*Exercise directions*
In the data below, count how many lines contain "outline" and give that number by itself.

※ ※ ※

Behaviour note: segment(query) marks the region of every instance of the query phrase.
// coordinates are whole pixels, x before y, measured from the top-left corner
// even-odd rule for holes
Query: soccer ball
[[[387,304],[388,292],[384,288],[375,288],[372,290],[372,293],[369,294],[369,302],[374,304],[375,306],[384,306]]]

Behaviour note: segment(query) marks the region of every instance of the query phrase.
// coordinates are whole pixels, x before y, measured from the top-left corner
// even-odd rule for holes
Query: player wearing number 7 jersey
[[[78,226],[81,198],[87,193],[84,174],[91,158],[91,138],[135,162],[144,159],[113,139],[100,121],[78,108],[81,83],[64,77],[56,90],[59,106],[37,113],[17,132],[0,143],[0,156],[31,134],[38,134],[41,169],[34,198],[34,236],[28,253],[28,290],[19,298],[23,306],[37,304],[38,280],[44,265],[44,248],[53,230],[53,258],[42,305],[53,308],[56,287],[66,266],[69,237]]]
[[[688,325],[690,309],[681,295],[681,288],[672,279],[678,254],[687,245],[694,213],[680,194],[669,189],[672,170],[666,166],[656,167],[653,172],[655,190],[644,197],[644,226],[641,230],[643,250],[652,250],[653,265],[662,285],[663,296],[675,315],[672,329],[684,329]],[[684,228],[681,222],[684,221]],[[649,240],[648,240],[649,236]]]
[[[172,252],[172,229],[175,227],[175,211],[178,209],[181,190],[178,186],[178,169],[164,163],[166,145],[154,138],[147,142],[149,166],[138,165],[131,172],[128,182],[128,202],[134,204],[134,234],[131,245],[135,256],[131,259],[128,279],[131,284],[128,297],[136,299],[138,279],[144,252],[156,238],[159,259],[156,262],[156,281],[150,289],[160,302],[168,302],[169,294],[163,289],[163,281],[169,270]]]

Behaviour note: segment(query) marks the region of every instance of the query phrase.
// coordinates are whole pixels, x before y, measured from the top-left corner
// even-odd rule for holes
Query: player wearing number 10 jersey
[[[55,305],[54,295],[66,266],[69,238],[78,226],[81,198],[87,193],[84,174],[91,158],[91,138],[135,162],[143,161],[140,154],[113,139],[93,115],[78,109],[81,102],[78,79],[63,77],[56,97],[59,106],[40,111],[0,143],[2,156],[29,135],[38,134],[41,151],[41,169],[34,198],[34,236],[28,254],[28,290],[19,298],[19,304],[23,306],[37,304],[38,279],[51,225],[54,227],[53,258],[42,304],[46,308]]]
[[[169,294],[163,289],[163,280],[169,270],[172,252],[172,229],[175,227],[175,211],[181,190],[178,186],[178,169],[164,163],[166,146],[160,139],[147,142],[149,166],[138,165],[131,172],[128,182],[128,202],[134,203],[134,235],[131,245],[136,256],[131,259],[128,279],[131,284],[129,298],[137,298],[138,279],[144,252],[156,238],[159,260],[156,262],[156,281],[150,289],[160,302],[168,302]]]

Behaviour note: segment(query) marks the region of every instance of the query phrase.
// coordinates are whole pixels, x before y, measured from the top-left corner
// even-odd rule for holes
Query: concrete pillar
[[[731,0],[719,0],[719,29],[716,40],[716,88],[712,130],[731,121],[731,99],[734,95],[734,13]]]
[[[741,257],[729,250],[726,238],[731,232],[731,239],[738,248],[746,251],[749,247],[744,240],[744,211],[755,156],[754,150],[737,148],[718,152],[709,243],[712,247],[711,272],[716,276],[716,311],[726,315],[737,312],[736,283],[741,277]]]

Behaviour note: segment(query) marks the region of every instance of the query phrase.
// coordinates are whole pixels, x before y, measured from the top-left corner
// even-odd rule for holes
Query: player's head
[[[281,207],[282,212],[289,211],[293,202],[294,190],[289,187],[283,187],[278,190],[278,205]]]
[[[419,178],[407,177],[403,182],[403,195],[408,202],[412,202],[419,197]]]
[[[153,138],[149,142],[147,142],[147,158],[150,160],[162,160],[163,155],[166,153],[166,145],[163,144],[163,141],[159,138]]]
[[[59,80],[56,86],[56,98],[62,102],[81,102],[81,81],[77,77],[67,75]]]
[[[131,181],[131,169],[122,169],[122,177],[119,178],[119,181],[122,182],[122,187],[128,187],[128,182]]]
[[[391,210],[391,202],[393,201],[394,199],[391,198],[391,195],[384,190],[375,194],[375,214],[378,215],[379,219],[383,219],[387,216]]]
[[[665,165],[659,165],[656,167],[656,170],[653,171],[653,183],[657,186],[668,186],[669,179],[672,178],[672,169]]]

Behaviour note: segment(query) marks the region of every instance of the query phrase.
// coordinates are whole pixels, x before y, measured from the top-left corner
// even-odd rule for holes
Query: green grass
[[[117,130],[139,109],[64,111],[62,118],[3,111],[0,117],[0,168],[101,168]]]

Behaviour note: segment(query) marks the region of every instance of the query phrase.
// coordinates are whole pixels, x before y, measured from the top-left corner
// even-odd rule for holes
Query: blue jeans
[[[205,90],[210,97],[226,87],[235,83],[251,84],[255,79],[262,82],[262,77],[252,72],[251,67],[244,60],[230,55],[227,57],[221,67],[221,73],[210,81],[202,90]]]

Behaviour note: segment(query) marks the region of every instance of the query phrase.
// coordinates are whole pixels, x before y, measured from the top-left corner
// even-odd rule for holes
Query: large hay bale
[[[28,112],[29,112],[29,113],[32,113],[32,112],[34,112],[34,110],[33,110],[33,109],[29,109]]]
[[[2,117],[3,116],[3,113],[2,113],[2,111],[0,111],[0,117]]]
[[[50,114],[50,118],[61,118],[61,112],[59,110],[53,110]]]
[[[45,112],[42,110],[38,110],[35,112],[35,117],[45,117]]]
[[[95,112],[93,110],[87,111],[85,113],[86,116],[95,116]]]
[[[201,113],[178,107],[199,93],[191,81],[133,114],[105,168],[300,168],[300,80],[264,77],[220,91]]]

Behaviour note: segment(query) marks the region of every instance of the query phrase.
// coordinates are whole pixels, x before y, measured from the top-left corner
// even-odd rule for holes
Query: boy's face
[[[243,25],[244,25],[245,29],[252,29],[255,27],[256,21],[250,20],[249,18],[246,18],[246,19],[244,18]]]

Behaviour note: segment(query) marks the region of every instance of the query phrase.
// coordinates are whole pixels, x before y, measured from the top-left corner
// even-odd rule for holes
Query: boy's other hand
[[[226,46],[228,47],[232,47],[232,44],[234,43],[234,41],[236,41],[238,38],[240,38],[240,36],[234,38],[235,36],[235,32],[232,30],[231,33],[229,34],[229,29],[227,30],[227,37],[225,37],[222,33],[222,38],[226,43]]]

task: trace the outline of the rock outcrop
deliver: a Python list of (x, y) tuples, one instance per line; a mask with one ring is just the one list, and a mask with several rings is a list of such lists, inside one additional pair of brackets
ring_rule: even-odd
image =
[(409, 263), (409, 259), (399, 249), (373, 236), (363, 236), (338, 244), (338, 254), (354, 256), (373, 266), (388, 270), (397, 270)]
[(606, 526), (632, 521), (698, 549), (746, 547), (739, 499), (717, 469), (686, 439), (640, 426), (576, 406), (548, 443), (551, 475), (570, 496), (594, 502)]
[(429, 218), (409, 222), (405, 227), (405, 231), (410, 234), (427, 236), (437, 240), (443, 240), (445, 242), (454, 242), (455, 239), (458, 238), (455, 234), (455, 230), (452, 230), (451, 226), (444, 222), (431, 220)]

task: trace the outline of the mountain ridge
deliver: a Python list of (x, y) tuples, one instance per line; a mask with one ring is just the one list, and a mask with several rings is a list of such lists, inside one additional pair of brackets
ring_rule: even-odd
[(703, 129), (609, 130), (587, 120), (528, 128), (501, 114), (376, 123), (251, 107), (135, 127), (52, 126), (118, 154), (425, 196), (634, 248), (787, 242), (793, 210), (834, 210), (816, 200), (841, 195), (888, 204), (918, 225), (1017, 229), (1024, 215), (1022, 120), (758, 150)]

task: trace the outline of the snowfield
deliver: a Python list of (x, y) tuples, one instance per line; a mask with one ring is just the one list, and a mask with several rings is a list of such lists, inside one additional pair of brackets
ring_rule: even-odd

※ ※ ※

*Output below*
3